Passage for review:
==================================================

Doris Wishman in the Alliance Cinema Gallery. Image: R Orcutt.

Doris Wishman was an American “sexploitation” director who started her career in the early 1960s and ended it in the early 2000’s in South Florida. Much of her late period work included the assistance of denizens and supporters of the Alliance Cinema and the Alliance Film/Video Co-operative on Lincoln Road in the mid- to late- ’90s. She passed away in 2002. Below are excerpts from conversations with some who knew her.

Tom Smith (composer, performer, producer, photographer, writer and publisher): I knew Doris’ work without knowing anything about her. One could find many of her films in the stadium-sized video barns of the mid-80s. “Keyholes Are For Peeping”, “The Amazing Transplant”, “Let Me Die A Woman”, “A Night To Dismember” -these were ubiquitous. Re/Search’s 1985 “Incredibly Strange Films” tome featured a Doris Wishman mini-chapter that served to whet appetites, and helped codify the tropes most contemporary observers still tend to trot out in reference to her liver-spotted oeuvre. (The ’60s “nudies” and “roughies” and the Chesty Morgan films didn’t really emerge in wider circulation until ’88 or so, when Something Weird Video -the mail order video retailer, began their surge.) And regarding that work: I fucking loved it. “Let Me Die A Woman” is particularly beyond critique.

==================================================

Record extracts:
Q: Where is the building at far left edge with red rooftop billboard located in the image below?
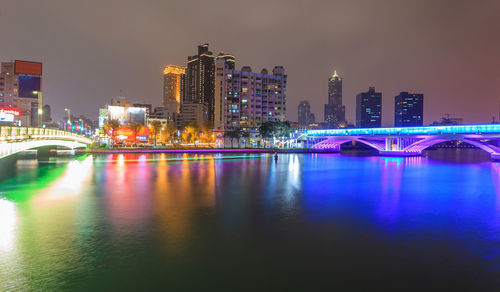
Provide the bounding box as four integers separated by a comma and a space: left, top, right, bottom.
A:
0, 60, 43, 126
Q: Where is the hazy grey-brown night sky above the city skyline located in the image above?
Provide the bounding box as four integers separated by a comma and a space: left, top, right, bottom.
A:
0, 0, 500, 126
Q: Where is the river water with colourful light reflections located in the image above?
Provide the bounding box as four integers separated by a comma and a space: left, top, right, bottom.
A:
0, 149, 500, 291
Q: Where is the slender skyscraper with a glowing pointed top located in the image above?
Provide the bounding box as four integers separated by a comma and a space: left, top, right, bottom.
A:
325, 71, 345, 128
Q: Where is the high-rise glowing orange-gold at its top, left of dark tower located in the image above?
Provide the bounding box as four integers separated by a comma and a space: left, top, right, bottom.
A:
163, 65, 186, 113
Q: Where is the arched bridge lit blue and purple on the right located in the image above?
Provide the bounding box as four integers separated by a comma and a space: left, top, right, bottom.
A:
304, 124, 500, 160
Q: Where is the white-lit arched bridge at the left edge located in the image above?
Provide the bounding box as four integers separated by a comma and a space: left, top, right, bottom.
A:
0, 127, 92, 159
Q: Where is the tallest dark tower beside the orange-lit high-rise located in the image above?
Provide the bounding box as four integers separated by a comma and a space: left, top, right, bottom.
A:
181, 44, 215, 125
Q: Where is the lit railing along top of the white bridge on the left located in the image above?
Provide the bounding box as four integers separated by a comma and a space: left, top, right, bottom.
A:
0, 126, 92, 144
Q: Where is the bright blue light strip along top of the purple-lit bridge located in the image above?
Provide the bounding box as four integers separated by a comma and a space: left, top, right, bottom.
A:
306, 124, 500, 136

==================================================

Tasks to complete:
1/ In the passage on Doris Wishman, reproduce word for word the stretch from "Tom Smith (composer, performer, producer, photographer, writer" to "particularly beyond critique.".
2/ Answer these from the passage on Doris Wishman:
(a) In what year did Doris Wishman pass away?
(b) On what road were the Alliance Cinema and the Alliance Film/Video Co-operative located?
(c) In what year was Re/Search's "Incredibly Strange Films" published?

Numbered responses:
1/
Tom Smith (composer, performer, producer, photographer, writer and publisher): I knew Doris’ work without knowing anything about her. One could find many of her films in the stadium-sized video barns of the mid-80s. “Keyholes Are For Peeping”, “The Amazing Transplant”, “Let Me Die A Woman”, “A Night To Dismember” -these were ubiquitous. Re/Search’s 1985 “Incredibly Strange Films” tome featured a Doris Wishman mini-chapter that served to whet appetites, and helped codify the tropes most contemporary observers still tend to trot out in reference to her liver-spotted oeuvre. (The ’60s “nudies” and “roughies” and the Chesty Morgan films didn’t really emerge in wider circulation until ’88 or so, when Something Weird Video -the mail order video retailer, began their surge.) And regarding that work: I fucking loved it. “Let Me Die A Woman” is particularly beyond critique.

2/
(a) 2002
(b) Lincoln Road
(c) 1985